## WHAT THE EXERCISE ASKS
Please write each record out again word for word.

## INFORMATION SUPPLIED
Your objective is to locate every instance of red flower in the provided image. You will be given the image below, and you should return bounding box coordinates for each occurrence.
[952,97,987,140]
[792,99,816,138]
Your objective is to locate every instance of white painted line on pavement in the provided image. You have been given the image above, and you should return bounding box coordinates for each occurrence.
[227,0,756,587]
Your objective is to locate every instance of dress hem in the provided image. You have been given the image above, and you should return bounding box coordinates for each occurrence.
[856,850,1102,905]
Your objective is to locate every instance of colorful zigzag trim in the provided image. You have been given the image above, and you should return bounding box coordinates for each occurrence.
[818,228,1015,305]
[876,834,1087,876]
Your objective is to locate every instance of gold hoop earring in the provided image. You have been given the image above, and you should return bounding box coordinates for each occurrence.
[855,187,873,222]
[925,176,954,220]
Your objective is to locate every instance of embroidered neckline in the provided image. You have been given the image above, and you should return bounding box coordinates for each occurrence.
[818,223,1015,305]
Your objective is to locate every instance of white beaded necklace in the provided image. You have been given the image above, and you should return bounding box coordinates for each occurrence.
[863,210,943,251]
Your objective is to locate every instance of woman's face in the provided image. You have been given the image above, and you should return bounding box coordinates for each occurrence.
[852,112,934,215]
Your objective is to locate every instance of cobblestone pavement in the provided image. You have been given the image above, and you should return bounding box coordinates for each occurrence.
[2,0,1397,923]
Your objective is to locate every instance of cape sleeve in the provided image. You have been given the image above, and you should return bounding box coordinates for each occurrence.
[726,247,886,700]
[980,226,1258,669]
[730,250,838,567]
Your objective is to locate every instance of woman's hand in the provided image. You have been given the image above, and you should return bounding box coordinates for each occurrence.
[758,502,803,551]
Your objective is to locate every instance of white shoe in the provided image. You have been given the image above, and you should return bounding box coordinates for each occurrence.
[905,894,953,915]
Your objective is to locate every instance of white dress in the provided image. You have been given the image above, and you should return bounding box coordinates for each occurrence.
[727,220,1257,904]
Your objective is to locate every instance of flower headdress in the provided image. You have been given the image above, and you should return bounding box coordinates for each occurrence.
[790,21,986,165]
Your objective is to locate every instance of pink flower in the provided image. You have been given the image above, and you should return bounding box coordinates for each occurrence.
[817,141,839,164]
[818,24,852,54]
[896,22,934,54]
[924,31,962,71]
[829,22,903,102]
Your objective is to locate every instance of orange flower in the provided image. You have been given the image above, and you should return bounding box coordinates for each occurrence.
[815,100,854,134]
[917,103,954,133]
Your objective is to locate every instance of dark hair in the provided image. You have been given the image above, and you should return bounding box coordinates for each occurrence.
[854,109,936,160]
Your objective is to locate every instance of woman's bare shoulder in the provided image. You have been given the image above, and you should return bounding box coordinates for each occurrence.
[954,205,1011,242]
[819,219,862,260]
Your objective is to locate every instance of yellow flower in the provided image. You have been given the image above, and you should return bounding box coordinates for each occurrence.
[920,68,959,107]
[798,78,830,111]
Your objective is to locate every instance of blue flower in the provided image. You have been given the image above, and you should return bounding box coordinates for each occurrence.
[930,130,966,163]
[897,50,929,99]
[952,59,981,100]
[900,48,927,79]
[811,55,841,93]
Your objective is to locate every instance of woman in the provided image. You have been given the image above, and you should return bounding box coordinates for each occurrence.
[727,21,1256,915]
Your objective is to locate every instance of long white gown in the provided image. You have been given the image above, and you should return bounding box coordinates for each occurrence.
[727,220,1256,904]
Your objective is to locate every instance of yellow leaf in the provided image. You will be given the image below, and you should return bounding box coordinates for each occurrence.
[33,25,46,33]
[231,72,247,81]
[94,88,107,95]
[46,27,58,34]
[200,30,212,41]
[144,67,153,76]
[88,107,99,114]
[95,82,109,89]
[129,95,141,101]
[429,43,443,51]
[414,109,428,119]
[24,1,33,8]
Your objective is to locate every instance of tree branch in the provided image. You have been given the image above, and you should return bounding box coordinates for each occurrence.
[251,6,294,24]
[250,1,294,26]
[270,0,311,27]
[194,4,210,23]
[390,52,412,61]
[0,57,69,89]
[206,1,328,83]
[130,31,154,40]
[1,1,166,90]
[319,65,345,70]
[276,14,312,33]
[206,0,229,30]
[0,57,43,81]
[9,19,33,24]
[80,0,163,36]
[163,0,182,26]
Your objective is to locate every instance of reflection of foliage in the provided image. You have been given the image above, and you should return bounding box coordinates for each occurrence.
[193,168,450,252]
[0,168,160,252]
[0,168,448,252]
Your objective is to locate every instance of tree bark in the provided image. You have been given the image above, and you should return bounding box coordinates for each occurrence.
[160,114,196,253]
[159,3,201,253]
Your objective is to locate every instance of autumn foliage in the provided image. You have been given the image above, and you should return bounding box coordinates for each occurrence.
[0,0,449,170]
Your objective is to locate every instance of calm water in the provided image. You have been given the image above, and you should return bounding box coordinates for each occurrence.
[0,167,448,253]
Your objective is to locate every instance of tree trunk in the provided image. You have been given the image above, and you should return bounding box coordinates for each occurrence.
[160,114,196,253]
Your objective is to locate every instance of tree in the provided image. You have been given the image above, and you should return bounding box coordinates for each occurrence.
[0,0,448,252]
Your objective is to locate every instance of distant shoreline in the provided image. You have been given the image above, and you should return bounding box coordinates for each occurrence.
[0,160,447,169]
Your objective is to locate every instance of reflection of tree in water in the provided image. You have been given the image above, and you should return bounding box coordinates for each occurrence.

## WRITTEN ANSWER
Your objective is to locate every instance of red flower in the provided image. You will be given the image below, and you should return bounding box coordinates for each occurrence.
[952,97,987,140]
[792,99,816,138]
Your objective is to locate every instance of white painted line on pavement in the provided image. You have been given the image above, and you should return bounding box coordinates for each occurrence.
[227,0,756,587]
Your objective is to locate every instance of dress hem in the provided image. You have been given the image above, and you should return bounding box coordinates for each occurrence.
[856,850,1102,905]
Your objective is to locate every instance of colorful zigzag trim in the provided image. You have been given the image above, and you should return bounding box coordinates for each occurrence.
[818,228,1015,305]
[876,834,1087,876]
Your objective is to locate every instance of gold hoop earring in the provided image. You have been given the image above, and you should return bounding box coordinates for each occurrence.
[855,187,873,222]
[925,176,954,220]
Your objective is to locate every instance of embroidered neckline in the provided image. You have been given the image above, and you should return bounding box coordinates for each occurrence.
[818,223,1015,305]
Your objective is to locate every instance of white beaded necklace in the provided image. You have been given the image above, and you should return bounding box coordinates for each occurrence.
[863,210,943,251]
Your objective is to locate every instance of woman's face in the provided image. You have been given the image above, and you should return bounding box coordinates for each occurrence.
[852,112,934,215]
Your objective is to locate every instance of cobblestone pavement in the provided image. You have been given the image above, and you should return bounding box coordinates for each occurrence.
[2,0,1397,923]
Your objective is to locate every instance of cape sleeve in the provided image. You have been given the image above, and you should return bounding box coordinates for each occurrence.
[726,247,886,700]
[980,226,1258,669]
[730,250,838,567]
Your objective is to locate every instance of woman's hand in the provided image. You have been given the image above, and you should return bounding box coordinates for each occurrence.
[758,502,803,551]
Your objective is to locate every instance of white shoe in the provided image. You have been given the image above, and you should return bounding box coordinates for each occurrence.
[905,894,953,915]
Your objective is to locate every instance of white dress in the provided image. You have been given the image above, and you should return bounding box coordinates for each occurrence.
[727,220,1257,904]
Your objective is to locate every instance of flower headdress in the provided image. You have been given the image above, and you should return bounding box coordinates for each occurrence.
[790,21,986,165]
Your objective is to locate every instance of pink flower in the provided image. You have been given the image above, and you should return bounding box coordinates for each occurrence.
[817,141,839,164]
[818,24,852,54]
[896,22,934,54]
[924,31,962,71]
[829,22,903,102]
Your objective is to locate every instance of orange flower in the provided image. You have been given the image above, and you should return bounding box coordinates for each occurrence.
[815,100,854,134]
[917,103,954,133]
Your objective is to locate every instance of dark hair in the provided image. You have been given the image above, and you should return bounding box coordinates for each occurrence.
[854,109,936,160]
Your objective is to locate every instance of woman's bare shoulder in the provided image. You have been given the image above, and you should return bounding box coordinates for each occurrence.
[954,205,1011,242]
[819,219,862,260]
Your objective is to locate every instance of yellow flower in the provided image. You have been given the image above, and you should return bounding box coordinates for each occurrence.
[920,68,959,107]
[798,78,830,111]
Your objective is to locate every instance of blue flower in the provided image. You have been given the image above, and you should return bounding box coordinates for each occurrence.
[930,130,966,163]
[897,50,929,99]
[952,59,981,100]
[900,48,927,79]
[811,55,841,93]
Your objective is to locate every instance of woman in the provided image. You have been given the image above, and you should return bounding box coordinates for each occurrence.
[727,21,1256,915]
Your objective is to locate every instance of long white gown in the provided image. You have been given the image above, and you should return bounding box coordinates for each occurrence.
[727,220,1256,904]
Your objective is to locate every instance of yellow leaf in the provided image. You will be given the image below, and you should return bounding box coordinates for each occurrence.
[33,25,46,33]
[231,72,247,81]
[94,88,107,95]
[46,27,58,34]
[200,30,212,41]
[144,67,153,76]
[88,107,99,114]
[95,82,109,89]
[129,95,141,101]
[429,43,443,51]
[414,109,428,119]
[24,1,33,8]
Your objective is to locate every instance of tree branch in the provided image. You have been given the image above, and you should return bounding box coordinates for each occurrence.
[251,6,294,24]
[250,1,294,26]
[270,0,311,27]
[194,4,210,23]
[390,52,412,61]
[0,57,69,89]
[206,1,328,83]
[130,31,154,40]
[1,1,166,90]
[319,65,345,70]
[276,14,312,33]
[206,0,229,30]
[0,57,43,81]
[9,19,33,24]
[80,0,163,36]
[163,0,182,26]
Your objective is to locate every instance of reflection of foliage in the provided image. You have been given the image above, and you should return bounding box coordinates for each occurrence.
[193,168,450,252]
[0,168,160,252]
[0,168,448,252]
Your objective is to locate every instance of tree bark in the provided image. You have been given the image above, and you should return bounding box coordinates for each occurrence.
[160,114,196,253]
[159,3,201,253]
Your objective is to locate every instance of autumn foliage in the provided image. You have been given the image above, and you should return bounding box coordinates for each occurrence.
[0,0,449,170]
Your objective is to locate every instance of calm water in the provided image. You have been given the image above, and you should return bounding box coordinates for each occurrence.
[0,167,448,253]
Your objective is to locate every instance of tree trunk in the provided image. You have been given the image above, and you should return bounding box coordinates for each occurrence.
[160,114,196,253]
Your objective is to locate every instance of tree in the provided image. You have been given the image above, and you should return bounding box coordinates for each occurrence.
[0,0,448,252]
Your objective is to locate every instance of distant shoreline in the provided image. You have been given the image above, and you should return bounding box coordinates for each occurrence.
[0,160,447,169]
Your objective is to locate every instance of reflection of tree in water in the provided image. You have been given the image above, and you should return bounding box coordinates for each occurrence.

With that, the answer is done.